Copy each line of the data exactly. Leave nothing out.
[[ Available records open ]]
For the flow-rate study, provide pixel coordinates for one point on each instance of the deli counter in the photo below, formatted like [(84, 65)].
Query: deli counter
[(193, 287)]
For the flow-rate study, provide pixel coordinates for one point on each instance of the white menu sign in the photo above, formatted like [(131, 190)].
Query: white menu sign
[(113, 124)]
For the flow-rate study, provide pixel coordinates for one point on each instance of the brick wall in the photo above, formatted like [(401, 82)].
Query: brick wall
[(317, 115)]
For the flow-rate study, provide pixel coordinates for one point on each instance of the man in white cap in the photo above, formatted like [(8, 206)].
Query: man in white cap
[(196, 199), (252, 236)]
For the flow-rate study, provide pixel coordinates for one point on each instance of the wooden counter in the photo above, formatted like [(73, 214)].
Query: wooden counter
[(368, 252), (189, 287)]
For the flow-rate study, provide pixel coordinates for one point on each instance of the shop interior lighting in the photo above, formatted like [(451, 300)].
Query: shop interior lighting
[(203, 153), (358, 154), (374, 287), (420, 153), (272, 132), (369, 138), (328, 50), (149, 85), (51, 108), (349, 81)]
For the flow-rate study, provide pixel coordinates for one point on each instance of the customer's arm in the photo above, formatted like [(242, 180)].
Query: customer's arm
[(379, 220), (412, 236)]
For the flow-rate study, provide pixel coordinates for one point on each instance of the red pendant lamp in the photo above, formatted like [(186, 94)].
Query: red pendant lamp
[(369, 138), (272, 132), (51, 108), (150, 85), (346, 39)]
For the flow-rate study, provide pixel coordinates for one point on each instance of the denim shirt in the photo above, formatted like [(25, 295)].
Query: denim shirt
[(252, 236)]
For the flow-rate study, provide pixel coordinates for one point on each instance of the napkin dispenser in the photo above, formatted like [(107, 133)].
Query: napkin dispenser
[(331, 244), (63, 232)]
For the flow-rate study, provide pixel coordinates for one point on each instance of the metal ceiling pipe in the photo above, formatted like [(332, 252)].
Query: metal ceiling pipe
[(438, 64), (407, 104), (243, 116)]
[[ Available records closed ]]
◆ Written reply ◆
For the flow-rate study, provide pixel coordinates for one point on each instance of the deli counter in the photo below, formatted like [(84, 65)].
Query: deli counter
[(193, 287)]
For the flow-rate study, provide pixel coordinates for one point on each instance of the white menu sign in the photo above, formatted like [(131, 190)].
Query: white menu sign
[(113, 124)]
For the flow-rate study, provide pixel coordinates for one point on each instance of the brick wall in the photo above, formatted like [(401, 82)].
Query: brick wall
[(317, 115)]
For the flow-rate study, provide pixel coordinates for one point on each instance of the man in white cap in the photo above, formatted like [(8, 206)].
Query: man in white cap
[(196, 199), (252, 236)]
For the flow-rate study, provide pixel coordinates for one point on each instance of the wooden counter in the photo above, formatted like [(73, 214)].
Query: wooden counter
[(368, 252), (189, 287)]
For the flow-rate study, provide pixel coordinates for one point on each instance of the shop interior lighting in the photo above, formatted like [(451, 300)].
Query: shop interior lighting
[(203, 153), (358, 154), (374, 287), (420, 153), (272, 132), (369, 138), (328, 50), (149, 85), (51, 108), (349, 81)]
For the flow-rate study, provide pixel coordinates for one point on each instance of the customer's arm in the photo above, formatted like [(242, 180)].
Query: customer's arm
[(379, 220), (412, 236)]
For the flow-rate study, provide pixel coordinates for one point on each instance of the red pendant lamp in the photo above, formatted like [(186, 94)].
Query: red pendant lamp
[(369, 138), (272, 132), (51, 108), (150, 85), (346, 39)]
For the flow-rate study, provide pixel coordinates for one point on each instance of the denim shirt in the photo above, formatted like [(25, 295)].
Query: denim shirt
[(252, 236)]
For the flow-rate study, provide pixel coordinates for one point on each instance of the napkin dispenser in the photo above, formatted like [(107, 133)].
Query: napkin dispenser
[(331, 244), (63, 232)]
For the flow-rate study, provide pixel coordinates for one point on each instance of the metal ceiling pipe in the photo above, formatted like [(332, 252)].
Query: metal ceiling pipe
[(438, 64), (407, 104), (243, 116)]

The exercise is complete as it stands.